#### What the exercise asks
Show every line of the rows below that contains the word "blue". Case counts.
--- BEGIN Entries provided ---
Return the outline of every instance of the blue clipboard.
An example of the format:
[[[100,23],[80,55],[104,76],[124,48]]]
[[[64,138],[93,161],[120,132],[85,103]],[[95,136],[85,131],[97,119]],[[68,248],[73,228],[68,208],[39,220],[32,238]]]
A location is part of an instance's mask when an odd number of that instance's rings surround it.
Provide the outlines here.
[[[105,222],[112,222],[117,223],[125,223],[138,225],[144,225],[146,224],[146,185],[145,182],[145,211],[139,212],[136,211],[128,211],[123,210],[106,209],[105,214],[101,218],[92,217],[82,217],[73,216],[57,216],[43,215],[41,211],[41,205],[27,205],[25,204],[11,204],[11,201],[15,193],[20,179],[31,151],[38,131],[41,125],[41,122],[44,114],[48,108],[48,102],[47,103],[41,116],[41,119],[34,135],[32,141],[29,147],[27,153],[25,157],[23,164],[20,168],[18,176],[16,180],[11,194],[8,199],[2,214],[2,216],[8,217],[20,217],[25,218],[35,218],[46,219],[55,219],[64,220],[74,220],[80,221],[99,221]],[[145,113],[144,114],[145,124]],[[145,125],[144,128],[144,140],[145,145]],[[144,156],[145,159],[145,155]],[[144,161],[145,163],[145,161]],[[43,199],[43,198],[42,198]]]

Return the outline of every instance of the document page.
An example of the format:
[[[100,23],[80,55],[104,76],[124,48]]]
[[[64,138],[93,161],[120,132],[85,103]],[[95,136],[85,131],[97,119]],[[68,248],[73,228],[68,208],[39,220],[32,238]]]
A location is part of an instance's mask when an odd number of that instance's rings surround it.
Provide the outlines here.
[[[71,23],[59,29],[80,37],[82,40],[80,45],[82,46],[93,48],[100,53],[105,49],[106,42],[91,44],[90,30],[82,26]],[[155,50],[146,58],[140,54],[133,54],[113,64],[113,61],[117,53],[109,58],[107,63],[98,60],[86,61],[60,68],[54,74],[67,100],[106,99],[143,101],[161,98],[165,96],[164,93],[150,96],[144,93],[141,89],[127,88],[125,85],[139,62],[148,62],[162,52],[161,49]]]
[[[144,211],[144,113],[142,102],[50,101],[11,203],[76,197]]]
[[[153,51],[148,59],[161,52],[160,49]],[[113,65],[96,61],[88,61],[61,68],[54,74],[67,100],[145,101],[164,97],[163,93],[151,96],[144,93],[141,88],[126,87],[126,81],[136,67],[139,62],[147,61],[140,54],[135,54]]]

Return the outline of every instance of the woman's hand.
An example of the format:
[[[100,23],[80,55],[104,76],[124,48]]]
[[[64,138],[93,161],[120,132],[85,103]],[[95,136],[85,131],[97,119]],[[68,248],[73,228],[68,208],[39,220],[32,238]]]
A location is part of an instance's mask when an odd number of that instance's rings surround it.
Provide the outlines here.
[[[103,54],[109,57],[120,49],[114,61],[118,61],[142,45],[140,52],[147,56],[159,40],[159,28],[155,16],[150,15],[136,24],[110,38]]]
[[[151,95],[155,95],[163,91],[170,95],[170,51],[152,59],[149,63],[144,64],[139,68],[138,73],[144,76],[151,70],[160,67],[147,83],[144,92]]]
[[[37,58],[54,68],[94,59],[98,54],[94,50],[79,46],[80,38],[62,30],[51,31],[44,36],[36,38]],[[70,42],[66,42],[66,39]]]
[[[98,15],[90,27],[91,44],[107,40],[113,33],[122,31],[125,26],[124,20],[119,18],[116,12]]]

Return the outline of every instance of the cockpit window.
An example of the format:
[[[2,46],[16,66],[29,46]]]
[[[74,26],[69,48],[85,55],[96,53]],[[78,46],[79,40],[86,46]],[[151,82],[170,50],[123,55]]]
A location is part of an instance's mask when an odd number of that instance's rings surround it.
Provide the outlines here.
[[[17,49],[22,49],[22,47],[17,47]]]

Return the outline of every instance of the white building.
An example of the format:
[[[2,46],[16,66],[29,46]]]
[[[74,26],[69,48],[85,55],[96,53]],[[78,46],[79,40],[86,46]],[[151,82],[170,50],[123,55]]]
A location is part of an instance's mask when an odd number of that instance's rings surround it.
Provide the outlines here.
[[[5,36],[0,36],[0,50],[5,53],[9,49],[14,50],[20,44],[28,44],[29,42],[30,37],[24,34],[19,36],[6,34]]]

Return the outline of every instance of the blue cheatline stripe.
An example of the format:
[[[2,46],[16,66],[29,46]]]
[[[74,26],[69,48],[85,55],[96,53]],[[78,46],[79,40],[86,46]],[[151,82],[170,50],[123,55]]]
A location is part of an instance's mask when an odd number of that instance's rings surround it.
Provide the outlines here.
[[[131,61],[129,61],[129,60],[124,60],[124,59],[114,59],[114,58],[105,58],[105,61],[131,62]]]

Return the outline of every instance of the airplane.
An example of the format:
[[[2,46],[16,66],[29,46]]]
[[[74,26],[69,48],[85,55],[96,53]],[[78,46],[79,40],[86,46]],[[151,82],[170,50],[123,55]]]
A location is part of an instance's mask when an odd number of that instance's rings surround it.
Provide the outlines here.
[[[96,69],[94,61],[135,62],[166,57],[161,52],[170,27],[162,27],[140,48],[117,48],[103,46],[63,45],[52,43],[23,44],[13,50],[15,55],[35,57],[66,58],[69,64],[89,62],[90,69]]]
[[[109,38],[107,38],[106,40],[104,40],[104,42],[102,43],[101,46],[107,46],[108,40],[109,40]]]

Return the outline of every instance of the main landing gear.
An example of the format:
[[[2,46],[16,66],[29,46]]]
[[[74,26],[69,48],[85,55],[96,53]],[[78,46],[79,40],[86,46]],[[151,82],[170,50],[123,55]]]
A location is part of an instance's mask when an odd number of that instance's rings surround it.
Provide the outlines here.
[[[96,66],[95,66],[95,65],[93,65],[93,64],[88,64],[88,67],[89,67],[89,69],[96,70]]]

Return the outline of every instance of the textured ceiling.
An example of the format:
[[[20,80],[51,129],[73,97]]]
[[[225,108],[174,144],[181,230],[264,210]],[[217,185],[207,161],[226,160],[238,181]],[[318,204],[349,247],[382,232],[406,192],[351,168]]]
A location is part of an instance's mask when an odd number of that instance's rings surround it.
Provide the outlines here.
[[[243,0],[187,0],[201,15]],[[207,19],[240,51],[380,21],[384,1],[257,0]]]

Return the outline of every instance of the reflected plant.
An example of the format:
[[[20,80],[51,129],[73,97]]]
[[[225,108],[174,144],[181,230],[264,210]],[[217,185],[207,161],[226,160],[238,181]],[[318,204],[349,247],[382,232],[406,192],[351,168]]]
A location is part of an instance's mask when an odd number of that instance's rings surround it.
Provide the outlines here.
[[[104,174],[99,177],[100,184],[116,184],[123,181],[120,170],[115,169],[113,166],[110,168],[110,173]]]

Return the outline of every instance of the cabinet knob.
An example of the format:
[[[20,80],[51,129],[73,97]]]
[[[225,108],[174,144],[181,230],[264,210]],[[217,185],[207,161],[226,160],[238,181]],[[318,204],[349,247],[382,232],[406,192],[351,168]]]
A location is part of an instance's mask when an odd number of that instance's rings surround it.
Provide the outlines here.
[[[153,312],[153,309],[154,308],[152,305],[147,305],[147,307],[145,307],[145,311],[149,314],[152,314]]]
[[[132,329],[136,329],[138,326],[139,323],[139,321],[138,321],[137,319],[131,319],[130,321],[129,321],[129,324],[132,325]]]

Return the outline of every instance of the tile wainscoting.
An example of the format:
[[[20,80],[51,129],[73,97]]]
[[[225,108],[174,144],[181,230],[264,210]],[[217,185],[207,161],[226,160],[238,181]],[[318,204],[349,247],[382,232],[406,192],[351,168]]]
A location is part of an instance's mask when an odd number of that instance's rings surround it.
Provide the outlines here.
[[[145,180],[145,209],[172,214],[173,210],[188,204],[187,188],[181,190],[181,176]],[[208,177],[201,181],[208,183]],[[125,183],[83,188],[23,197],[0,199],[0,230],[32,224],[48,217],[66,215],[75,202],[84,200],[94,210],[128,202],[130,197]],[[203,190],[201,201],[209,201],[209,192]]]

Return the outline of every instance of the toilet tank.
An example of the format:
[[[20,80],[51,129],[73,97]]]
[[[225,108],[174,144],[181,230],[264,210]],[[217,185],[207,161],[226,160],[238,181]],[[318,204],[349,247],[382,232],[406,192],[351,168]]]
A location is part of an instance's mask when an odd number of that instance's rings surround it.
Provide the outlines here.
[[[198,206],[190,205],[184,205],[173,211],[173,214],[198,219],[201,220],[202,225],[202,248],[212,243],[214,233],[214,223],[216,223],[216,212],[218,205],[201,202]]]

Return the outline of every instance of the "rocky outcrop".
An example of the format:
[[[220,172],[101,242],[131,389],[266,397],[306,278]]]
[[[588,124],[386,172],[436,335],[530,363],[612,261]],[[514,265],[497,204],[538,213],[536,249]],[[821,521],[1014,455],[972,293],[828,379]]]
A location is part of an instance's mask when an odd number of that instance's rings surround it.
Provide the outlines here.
--- END Entries provided ---
#### Reply
Return the outline of every instance of the blue clipboard.
Return the outline of every instance of the blue cheatline stripe.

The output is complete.